── Extract provided

Tuesday, 26 June 2012

At 6am, my neighbour slammed his front door and shouted “Bastard!”



At 6am, my neighbour slammed his front door and shouted “Bastard!” at the top of his voice.
At 6.30am In Northumberland Street, two young women were lying on their backs in the middle of the road, singing.
At 12.20pm in Church Street I saw a man in a heavy beige anorak – it was 23°C. He also wore two mansize tissues under the arms of his spectacles like large white blinkers.
At 2.30pm at the farm, the barbed wire fence was hung with clumps of snagged wool, the horse that was wearing the blanket kicked the one that wasn’t in the face and the two Border Terriers barked hysterically, almost throttling themselves on their chains. A swallow flew low over a dry stone wall, skilfully avoiding a collision with the giant fat ceramic blue tit which is fastened to the top of the gate post with a big blob of cement, while the farmer told me his neighbour is a lazy cunt.
At 3pm, while I was on my way home, I think the woman with the thick dark hair, glasses and the jumper round her waist heard me talking to myself in a Scouse accent.

Friday, 15 June 2012

I pulled up too far from the control unit for the entry barrier...

────
── Entries shown

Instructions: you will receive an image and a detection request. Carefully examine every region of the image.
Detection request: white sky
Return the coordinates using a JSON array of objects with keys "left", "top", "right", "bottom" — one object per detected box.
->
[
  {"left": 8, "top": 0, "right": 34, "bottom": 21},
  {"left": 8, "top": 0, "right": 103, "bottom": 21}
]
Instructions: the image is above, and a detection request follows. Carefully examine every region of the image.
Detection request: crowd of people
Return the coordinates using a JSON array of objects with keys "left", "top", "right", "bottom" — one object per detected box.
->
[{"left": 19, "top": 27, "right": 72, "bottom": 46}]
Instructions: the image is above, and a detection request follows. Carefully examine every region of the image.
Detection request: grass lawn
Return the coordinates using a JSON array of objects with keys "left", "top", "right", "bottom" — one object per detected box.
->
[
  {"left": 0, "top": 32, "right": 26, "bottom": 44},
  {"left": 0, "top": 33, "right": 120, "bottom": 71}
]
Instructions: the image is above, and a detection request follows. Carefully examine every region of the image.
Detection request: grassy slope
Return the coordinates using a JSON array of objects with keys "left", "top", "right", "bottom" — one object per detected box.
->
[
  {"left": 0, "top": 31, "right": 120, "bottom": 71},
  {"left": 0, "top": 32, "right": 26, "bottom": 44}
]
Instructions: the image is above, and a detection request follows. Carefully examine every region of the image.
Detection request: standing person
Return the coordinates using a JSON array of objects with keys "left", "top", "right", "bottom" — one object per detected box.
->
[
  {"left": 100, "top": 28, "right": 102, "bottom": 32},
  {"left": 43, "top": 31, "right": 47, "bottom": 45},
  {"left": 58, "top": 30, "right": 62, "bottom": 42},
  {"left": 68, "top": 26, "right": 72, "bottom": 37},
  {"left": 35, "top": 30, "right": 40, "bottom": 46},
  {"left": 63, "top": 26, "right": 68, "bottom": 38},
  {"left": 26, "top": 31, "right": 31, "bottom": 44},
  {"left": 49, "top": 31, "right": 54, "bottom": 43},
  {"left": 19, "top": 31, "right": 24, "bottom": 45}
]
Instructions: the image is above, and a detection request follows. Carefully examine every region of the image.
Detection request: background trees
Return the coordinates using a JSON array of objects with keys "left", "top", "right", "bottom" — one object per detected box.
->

────

Please rewrite the diary entry from "At 6.30am In" up to and including "a lazy cunt.", putting "raincoat" in place of "anorak".

▸ **Full response**
At 6.30am In Northumberland Street, two young women were lying on their backs in the middle of the road, singing.
At 12.20pm in Church Street I saw a man in a heavy beige raincoat – it was 23°C. He also wore two mansize tissues under the arms of his spectacles like large white blinkers.
At 2.30pm at the farm, the barbed wire fence was hung with clumps of snagged wool, the horse that was wearing the blanket kicked the one that wasn’t in the face and the two Border Terriers barked hysterically, almost throttling themselves on their chains. A swallow flew low over a dry stone wall, skilfully avoiding a collision with the giant fat ceramic blue tit which is fastened to the top of the gate post with a big blob of cement, while the farmer told me his neighbour is a lazy cunt.